[Point labeling dataset excerpts]
+-------+
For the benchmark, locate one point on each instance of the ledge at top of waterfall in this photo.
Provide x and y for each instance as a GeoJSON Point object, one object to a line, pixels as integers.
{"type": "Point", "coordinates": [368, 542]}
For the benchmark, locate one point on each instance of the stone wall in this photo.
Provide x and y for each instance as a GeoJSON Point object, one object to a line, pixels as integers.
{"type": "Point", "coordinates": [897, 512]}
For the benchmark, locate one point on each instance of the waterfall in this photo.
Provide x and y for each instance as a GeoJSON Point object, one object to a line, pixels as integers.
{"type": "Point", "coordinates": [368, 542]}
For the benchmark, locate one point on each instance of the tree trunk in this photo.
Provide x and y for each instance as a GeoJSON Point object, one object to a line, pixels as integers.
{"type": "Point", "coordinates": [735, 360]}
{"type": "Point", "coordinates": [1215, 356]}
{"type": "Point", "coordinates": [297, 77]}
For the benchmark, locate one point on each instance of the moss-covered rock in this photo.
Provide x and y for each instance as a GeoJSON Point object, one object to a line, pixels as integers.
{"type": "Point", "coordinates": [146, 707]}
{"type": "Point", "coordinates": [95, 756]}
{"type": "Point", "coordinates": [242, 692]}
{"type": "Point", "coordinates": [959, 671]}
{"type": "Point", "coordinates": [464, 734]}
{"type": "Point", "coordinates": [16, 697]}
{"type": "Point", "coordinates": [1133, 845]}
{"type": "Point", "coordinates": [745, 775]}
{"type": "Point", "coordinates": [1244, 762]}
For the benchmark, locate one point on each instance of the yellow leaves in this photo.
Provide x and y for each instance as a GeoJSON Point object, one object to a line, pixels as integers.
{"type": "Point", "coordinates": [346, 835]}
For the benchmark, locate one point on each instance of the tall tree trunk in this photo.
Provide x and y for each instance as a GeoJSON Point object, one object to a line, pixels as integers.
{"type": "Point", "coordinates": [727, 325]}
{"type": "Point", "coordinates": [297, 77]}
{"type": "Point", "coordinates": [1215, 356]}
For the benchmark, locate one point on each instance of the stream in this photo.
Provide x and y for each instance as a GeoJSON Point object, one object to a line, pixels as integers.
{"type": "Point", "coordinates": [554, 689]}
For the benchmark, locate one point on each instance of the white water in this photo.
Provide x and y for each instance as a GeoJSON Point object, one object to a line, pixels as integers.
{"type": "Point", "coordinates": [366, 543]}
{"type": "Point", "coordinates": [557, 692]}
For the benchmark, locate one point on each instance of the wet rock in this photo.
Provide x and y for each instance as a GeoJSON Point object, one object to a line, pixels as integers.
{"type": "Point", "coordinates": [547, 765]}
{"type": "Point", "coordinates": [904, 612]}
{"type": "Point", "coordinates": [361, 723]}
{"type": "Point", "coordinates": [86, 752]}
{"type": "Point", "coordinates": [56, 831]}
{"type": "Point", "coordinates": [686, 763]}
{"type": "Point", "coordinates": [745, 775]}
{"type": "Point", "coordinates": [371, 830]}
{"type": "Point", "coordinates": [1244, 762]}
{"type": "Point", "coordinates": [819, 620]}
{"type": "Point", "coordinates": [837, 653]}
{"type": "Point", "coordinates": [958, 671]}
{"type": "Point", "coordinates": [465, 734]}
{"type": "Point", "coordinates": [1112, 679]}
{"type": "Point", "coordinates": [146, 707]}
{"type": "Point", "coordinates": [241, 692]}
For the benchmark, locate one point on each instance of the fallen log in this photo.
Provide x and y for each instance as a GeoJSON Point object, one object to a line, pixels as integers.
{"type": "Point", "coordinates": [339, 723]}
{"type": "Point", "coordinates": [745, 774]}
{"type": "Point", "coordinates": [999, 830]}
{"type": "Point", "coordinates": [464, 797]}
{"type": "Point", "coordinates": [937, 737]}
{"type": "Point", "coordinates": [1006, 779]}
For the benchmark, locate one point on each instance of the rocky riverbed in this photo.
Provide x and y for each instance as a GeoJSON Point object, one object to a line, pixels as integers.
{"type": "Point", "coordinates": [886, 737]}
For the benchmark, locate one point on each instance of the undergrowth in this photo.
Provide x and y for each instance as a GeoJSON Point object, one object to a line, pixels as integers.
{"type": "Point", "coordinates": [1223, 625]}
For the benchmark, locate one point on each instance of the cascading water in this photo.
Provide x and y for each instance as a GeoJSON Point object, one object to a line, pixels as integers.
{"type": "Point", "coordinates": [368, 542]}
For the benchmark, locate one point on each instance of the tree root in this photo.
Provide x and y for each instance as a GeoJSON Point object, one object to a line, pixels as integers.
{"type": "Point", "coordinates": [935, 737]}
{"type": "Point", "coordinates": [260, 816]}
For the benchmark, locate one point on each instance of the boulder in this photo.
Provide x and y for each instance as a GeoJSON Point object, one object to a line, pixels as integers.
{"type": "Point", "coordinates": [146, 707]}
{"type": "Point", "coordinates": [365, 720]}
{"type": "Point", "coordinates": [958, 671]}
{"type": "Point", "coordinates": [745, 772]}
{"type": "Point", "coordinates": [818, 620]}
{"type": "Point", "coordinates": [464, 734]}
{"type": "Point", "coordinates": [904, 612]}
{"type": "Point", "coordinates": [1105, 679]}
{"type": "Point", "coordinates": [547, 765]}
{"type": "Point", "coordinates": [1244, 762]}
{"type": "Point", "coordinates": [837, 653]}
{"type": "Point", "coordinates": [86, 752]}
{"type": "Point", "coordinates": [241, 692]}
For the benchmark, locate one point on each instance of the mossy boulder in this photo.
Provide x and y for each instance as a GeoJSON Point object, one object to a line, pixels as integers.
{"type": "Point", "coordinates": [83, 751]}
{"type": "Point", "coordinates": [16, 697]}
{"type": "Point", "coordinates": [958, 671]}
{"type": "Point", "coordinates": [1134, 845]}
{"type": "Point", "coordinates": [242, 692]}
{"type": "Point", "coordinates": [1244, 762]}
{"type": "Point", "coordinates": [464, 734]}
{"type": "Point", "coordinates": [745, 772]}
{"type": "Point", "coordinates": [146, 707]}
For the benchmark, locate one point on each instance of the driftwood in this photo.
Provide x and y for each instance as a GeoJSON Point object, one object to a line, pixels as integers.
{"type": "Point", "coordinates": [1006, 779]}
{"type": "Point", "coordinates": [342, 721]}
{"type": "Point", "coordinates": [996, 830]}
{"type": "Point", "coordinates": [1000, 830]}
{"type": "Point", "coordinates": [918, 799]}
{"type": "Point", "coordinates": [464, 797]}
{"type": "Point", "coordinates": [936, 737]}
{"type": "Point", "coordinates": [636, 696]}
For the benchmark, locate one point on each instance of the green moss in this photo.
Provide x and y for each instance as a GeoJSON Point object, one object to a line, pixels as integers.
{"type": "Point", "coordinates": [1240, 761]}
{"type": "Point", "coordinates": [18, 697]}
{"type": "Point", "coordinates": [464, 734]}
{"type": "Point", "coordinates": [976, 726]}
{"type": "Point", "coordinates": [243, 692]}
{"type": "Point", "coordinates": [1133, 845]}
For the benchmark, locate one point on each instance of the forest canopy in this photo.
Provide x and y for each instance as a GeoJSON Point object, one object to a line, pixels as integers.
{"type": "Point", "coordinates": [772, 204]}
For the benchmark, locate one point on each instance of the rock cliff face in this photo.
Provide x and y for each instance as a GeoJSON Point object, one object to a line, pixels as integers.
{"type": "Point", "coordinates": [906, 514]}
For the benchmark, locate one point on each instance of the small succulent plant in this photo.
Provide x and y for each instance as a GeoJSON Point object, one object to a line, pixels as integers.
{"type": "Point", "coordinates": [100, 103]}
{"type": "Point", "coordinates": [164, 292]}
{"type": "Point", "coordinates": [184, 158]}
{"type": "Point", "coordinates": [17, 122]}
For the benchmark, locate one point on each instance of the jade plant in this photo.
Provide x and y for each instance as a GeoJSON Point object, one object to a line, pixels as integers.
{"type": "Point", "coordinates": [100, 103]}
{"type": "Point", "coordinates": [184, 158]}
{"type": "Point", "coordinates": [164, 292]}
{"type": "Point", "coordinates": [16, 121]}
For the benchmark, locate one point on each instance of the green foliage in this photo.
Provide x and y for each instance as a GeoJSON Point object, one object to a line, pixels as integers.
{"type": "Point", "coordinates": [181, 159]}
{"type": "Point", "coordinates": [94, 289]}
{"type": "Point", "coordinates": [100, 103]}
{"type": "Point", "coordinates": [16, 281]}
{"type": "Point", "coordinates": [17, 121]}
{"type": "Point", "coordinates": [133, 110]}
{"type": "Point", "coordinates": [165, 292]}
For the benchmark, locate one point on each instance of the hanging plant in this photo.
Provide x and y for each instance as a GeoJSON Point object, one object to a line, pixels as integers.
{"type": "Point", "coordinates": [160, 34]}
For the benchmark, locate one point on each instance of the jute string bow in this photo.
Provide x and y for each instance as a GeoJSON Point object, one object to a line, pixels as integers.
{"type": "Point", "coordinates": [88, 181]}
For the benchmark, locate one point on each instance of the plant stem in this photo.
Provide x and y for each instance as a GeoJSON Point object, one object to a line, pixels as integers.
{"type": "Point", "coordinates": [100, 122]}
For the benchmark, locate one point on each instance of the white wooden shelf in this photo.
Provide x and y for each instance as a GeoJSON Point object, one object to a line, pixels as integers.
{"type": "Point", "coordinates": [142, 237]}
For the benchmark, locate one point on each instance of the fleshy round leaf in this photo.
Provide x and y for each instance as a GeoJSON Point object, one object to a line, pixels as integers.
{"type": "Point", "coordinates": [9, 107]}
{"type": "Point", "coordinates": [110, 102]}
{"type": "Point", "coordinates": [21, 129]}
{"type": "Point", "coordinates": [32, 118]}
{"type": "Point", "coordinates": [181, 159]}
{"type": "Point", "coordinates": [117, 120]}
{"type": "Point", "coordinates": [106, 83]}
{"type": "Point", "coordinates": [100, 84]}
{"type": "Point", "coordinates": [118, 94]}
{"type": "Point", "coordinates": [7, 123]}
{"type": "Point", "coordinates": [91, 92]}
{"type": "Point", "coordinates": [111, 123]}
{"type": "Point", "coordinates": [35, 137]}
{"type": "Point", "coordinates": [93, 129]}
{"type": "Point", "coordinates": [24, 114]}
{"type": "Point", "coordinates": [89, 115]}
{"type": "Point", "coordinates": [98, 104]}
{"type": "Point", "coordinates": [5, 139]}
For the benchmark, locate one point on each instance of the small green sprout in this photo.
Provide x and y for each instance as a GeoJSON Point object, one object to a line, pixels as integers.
+-------+
> **What to work on**: Write out exactly the final stretch of the records: the line containing "stem in this photo." and every line after it, through the last, and nothing else.

> **Solution to this problem**:
For the benchmark, locate one point on each instance of the plant stem in this photo.
Provide x and y for each instance as a GeoJSON Point object, one object to a line, pixels as integers.
{"type": "Point", "coordinates": [100, 122]}
For the benchmark, locate one point on each instance of the white wooden shelf in this photo.
Provide x and y for each instance as a GeoJSON Point object, one object to a line, pixels as integers.
{"type": "Point", "coordinates": [142, 237]}
For the benchmark, locate one point on each instance of the fleshy round leaf in this photo.
Provide x and y for each instance as a GeoJSON Point object, one object to a line, pixels as integers.
{"type": "Point", "coordinates": [9, 107]}
{"type": "Point", "coordinates": [110, 102]}
{"type": "Point", "coordinates": [21, 129]}
{"type": "Point", "coordinates": [32, 118]}
{"type": "Point", "coordinates": [181, 159]}
{"type": "Point", "coordinates": [117, 120]}
{"type": "Point", "coordinates": [106, 83]}
{"type": "Point", "coordinates": [100, 84]}
{"type": "Point", "coordinates": [118, 94]}
{"type": "Point", "coordinates": [7, 123]}
{"type": "Point", "coordinates": [91, 92]}
{"type": "Point", "coordinates": [111, 123]}
{"type": "Point", "coordinates": [35, 137]}
{"type": "Point", "coordinates": [93, 129]}
{"type": "Point", "coordinates": [24, 114]}
{"type": "Point", "coordinates": [89, 115]}
{"type": "Point", "coordinates": [98, 104]}
{"type": "Point", "coordinates": [5, 139]}
For the benchmark, locate one point on each instance of the small green sprout in this photo.
Provide x and y for each instance as a GeoJSON Point object, one object to a line, pixels as integers.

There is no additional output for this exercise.